→ **Provided passage**:
Its usable for much now... Just not as a daily driver laptop. It is good for embedded applications now, but not quire there for phone or laptop use. Maybe one day.
Google is certainly planning on it being viable.
They’ve been merging RISC-V support in Android and have documented the minimum extensions over the base ISA that must be implemented for Android certification
This board has the StarFive JH7110 SoC. That processor has previously been in very low power single board computers like StarFive VisionFive 2 (2022) and Milk-V Mars (2023), a Raspberry Pi clone that can be bought for as low as $40. Its storage limitations (SD/eMMC rather than NVMe) show how much this isn't meant for laptop use.
Very underpowered for a laptop too, even when considering this is intended for developers and doesn't need to be remotely performance competitive. Consider that this has just 4 RV64GC cores, the cheapest Intel board options Framework offers are 12 cores (4P+8E), and any modern RISC-V core is far simpler with less area than even an Intel E core. These cores also lack the RISC-V vector instructions extension.
Pine64 also has the Star64 as will, in 4GB and 8GB for $70 and $90 respectively. They're not exactly hard to find.
If I was developing for RISC-V, I'd buy one of those SBCs, not a Framework laptop. But it's cool that it exists, I suppose.
You don't need a laptop to use a framework mainboard, they run without battery and display and everything. So if you have a Framework 13 or are in the market for one this might actually be a very nice thing, especially if the price is comparable to other boards.
This board also has soldered memory and uses MicroSD cards and eMMC for storage, both of which are limitations of the processor.
Ah, yeah, hard no from me dog. Can we get one of the new Snapdragons tho? Please?
Qualcomm and Broadcom are the two biggest reasons you don't own your devices any more. That is the last option anyone that cares about ownership should care about. You should expect an orphaned kernel just like all their other mobile garbage. Qualcomm is like the Satan of hardware manufacturers. The world would be a much better place if Qualcomm and Broadcom were not in it at all.
What did they do ? I thought all processor are following standards hence I am running Linux on my Intel or AMD CPU.
::: spoiler All their hardware documentation is locked under NDA nothing is publicly available about the hardware at the hardware registers level.
For instance, the base Android system AOSP is designed to use Linux kernels that are prepackaged by Google. These kernels are well documented specifically for manufacturers to add their hardware support binary modules at the last possible moment in binary form. These modules are what makes the specific hardware work. No one can update the kernel on the device without the source code for these modules. As the software ecosystem evolves, the ancient orphaned kernel creates more and more problems. This is the only reason you must buy new devices constantly. If the hardware remained undocumented publicly while just the source code for modules present on the device was merged with the kernel, the device would be supported for decades. If the hardware was documented publicly, we would write our own driver modules and have a device that is supported for decades.
This system is about like selling you a car that can only use gas that was refined prior to your purchase of the vehicle. That would be the same level of hardware theft.
The primary reason governments won't care or make effective laws against orphaned kernels is because the bleeding edge chip foundries are the primary driver of the present economy. This is the most expensive commercial endeavor in all of human history. It is largely funded by these devices and the depreciation scheme.

→ **Supplied entries**:
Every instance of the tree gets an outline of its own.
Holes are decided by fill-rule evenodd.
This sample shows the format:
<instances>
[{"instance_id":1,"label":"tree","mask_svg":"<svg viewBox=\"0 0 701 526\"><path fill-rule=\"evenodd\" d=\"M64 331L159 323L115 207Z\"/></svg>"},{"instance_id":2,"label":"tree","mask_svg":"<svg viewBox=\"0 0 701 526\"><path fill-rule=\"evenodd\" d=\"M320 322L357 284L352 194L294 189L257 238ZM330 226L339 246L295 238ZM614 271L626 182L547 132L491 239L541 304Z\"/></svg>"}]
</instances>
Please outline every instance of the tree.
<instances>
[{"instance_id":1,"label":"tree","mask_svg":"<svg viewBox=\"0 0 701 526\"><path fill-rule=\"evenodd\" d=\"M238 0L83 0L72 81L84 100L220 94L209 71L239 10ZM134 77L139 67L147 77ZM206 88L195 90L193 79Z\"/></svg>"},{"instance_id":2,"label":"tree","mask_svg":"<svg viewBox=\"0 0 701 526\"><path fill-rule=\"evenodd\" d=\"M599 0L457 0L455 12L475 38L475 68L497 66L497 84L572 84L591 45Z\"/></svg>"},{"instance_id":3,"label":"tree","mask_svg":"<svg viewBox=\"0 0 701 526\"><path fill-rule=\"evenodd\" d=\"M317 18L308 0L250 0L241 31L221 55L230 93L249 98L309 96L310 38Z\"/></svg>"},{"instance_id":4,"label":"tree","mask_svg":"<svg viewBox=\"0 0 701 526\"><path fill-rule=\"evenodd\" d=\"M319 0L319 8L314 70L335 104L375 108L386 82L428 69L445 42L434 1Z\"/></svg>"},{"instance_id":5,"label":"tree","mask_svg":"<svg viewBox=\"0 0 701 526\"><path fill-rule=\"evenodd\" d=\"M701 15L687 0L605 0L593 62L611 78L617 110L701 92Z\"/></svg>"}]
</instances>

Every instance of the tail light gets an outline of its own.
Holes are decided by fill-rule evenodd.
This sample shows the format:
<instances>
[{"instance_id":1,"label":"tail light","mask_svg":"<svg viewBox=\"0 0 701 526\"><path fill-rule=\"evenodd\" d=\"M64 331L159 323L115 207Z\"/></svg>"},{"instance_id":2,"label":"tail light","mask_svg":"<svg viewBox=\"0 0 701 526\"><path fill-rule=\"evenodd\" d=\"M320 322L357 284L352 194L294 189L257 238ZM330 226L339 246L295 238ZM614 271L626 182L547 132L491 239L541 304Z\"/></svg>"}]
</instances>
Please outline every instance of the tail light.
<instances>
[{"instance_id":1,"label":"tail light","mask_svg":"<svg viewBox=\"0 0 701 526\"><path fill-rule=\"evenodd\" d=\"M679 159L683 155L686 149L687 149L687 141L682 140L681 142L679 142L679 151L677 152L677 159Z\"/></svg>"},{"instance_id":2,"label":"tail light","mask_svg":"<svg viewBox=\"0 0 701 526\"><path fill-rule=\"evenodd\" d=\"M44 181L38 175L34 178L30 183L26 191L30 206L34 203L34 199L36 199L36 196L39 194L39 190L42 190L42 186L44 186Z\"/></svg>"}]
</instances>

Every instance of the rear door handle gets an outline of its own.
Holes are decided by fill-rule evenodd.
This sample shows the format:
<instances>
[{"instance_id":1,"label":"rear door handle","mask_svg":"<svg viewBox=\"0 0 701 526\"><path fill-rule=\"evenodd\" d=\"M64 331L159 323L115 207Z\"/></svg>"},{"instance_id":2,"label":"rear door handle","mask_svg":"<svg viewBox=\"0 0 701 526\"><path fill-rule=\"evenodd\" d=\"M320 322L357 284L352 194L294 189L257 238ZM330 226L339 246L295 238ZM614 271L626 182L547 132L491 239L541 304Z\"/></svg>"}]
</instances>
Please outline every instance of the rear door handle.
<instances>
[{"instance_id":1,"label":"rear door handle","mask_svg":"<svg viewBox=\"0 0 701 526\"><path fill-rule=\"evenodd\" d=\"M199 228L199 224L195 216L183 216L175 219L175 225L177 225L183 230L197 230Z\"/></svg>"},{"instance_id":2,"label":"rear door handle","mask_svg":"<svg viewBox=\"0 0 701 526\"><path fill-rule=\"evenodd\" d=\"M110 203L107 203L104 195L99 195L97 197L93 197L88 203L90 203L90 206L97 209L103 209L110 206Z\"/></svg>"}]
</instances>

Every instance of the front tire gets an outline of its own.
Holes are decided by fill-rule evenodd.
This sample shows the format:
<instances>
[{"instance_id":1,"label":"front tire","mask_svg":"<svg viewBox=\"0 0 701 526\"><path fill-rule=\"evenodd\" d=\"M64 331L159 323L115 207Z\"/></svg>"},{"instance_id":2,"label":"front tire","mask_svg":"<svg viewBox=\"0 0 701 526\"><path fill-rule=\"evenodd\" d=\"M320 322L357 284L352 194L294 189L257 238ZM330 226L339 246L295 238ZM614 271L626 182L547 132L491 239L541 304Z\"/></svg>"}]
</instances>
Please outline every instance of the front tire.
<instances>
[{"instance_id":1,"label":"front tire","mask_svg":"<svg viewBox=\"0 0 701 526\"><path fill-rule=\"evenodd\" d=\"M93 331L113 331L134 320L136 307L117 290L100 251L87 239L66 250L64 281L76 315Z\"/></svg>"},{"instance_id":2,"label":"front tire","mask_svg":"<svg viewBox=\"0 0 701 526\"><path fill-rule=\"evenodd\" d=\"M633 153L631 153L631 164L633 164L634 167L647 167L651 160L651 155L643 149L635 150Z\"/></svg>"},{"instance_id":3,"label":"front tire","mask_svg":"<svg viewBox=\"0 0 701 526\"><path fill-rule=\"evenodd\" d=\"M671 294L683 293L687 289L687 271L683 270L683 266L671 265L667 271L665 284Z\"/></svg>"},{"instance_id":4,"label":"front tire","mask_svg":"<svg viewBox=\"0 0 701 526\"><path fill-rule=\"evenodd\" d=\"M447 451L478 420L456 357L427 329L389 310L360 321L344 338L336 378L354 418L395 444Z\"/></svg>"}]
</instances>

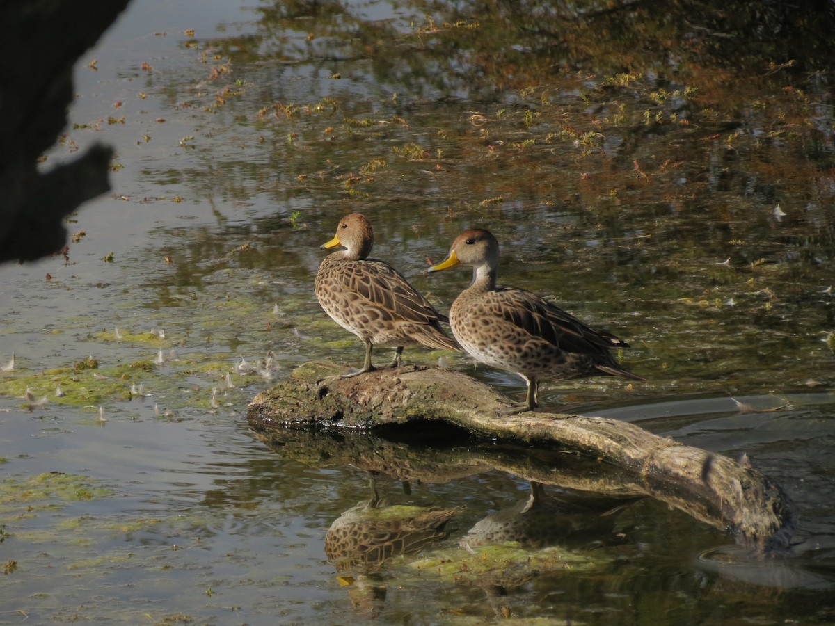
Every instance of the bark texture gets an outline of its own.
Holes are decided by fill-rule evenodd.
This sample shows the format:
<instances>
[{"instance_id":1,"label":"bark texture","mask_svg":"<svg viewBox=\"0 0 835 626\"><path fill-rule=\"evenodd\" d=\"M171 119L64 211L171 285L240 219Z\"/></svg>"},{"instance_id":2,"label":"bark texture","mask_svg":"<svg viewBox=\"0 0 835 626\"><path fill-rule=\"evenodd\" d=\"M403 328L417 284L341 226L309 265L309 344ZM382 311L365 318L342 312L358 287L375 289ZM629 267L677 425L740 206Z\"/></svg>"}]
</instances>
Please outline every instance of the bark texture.
<instances>
[{"instance_id":1,"label":"bark texture","mask_svg":"<svg viewBox=\"0 0 835 626\"><path fill-rule=\"evenodd\" d=\"M510 406L508 401L459 372L405 366L353 378L340 373L330 363L300 366L256 396L250 427L274 447L303 451L311 462L348 462L404 481L447 481L497 468L564 488L651 497L743 543L788 543L795 520L787 495L723 455L616 420L503 416L497 411ZM467 446L448 447L461 437ZM423 445L416 451L386 443L392 438Z\"/></svg>"}]
</instances>

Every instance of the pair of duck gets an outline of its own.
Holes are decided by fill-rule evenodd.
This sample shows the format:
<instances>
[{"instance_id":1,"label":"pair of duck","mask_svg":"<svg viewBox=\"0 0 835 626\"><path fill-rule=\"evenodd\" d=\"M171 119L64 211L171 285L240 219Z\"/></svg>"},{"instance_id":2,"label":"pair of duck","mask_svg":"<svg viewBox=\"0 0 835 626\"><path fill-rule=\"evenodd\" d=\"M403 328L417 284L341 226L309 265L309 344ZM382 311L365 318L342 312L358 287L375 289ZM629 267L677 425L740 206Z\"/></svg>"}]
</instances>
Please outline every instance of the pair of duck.
<instances>
[{"instance_id":1,"label":"pair of duck","mask_svg":"<svg viewBox=\"0 0 835 626\"><path fill-rule=\"evenodd\" d=\"M473 268L473 282L453 302L449 318L409 285L396 270L368 259L374 233L368 220L352 213L340 220L337 235L323 249L328 255L316 276L316 295L325 311L365 345L365 363L357 376L374 370L376 345L396 348L392 366L400 365L403 346L463 349L476 361L514 371L528 385L524 410L537 406L543 378L565 380L616 376L644 380L621 367L611 348L629 344L595 331L574 316L530 291L496 286L498 242L483 229L466 230L453 242L448 256L428 271L457 265ZM441 327L448 321L453 337Z\"/></svg>"}]
</instances>

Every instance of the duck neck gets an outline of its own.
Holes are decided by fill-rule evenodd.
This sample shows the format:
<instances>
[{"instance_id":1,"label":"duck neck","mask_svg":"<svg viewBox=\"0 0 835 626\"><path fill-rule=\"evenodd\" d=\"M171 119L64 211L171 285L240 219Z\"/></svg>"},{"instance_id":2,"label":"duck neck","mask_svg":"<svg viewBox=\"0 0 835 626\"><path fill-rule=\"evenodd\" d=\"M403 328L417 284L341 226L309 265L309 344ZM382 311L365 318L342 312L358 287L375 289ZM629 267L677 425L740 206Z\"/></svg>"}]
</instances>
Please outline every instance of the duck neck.
<instances>
[{"instance_id":1,"label":"duck neck","mask_svg":"<svg viewBox=\"0 0 835 626\"><path fill-rule=\"evenodd\" d=\"M470 289L477 291L493 291L496 289L496 268L486 265L473 268L473 282Z\"/></svg>"},{"instance_id":2,"label":"duck neck","mask_svg":"<svg viewBox=\"0 0 835 626\"><path fill-rule=\"evenodd\" d=\"M337 252L337 254L340 254ZM346 260L365 260L371 254L371 245L351 246L341 253Z\"/></svg>"}]
</instances>

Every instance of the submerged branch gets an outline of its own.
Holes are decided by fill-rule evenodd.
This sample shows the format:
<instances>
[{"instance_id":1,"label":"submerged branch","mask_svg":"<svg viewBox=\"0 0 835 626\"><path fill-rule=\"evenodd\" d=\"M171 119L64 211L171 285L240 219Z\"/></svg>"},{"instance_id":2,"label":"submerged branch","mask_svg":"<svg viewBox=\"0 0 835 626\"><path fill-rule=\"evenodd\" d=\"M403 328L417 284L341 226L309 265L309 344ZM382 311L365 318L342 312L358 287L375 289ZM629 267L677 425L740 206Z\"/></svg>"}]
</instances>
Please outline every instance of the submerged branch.
<instances>
[{"instance_id":1,"label":"submerged branch","mask_svg":"<svg viewBox=\"0 0 835 626\"><path fill-rule=\"evenodd\" d=\"M407 366L352 378L341 378L339 373L329 363L300 366L288 380L256 396L249 406L250 425L274 443L286 440L288 429L367 428L391 433L392 427L406 432L408 425L421 427L425 442L432 441L427 428L443 432L444 426L454 427L477 440L531 447L521 458L486 450L468 456L458 449L454 458L432 454L432 462L421 472L421 463L412 456L398 458L402 452L397 447L387 452L379 446L362 450L356 439L344 451L331 442L322 457L344 457L403 480L450 480L453 474L496 467L544 484L607 495L649 496L726 530L742 543L764 548L787 544L794 516L782 490L757 470L722 455L615 420L544 412L497 415L508 407L508 401L459 372ZM320 438L323 444L329 439ZM445 439L438 437L439 447ZM613 471L555 470L555 450L579 452L599 462L599 467Z\"/></svg>"}]
</instances>

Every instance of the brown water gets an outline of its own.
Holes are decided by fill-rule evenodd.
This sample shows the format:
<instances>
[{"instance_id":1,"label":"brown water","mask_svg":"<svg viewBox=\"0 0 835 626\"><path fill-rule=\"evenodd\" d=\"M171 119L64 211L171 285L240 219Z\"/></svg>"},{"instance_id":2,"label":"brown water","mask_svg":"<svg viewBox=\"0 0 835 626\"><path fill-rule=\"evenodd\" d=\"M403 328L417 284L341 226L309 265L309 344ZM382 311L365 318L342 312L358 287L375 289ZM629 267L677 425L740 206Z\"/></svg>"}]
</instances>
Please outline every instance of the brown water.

→ **Exercise instructions**:
1 - Quote the RISC-V board thread from "They’ve been merging" to "vector instructions extension.".
2 - Answer these from the RISC-V board thread:
(a) Which SoC does the board use?
(b) How many cores does the board have, and of what type?
(c) What storage does the board use?
The entries are separate material, unrelated to the thread.

→ **List of solutions**:
1 -
They’ve been merging RISC-V support in Android and have documented the minimum extensions over the base ISA that must be implemented for Android certification
This board has the StarFive JH7110 SoC. That processor has previously been in very low power single board computers like StarFive VisionFive 2 (2022) and Milk-V Mars (2023), a Raspberry Pi clone that can be bought for as low as $40. Its storage limitations (SD/eMMC rather than NVMe) show how much this isn't meant for laptop use.
Very underpowered for a laptop too, even when considering this is intended for developers and doesn't need to be remotely performance competitive. Consider that this has just 4 RV64GC cores, the cheapest Intel board options Framework offers are 12 cores (4P+8E), and any modern RISC-V core is far simpler with less area than even an Intel E core. These cores also lack the RISC-V vector instructions extension.

2 -
(a) The StarFive JH7110.
(b) Four RV64GC cores.
(c) MicroSD cards and eMMC.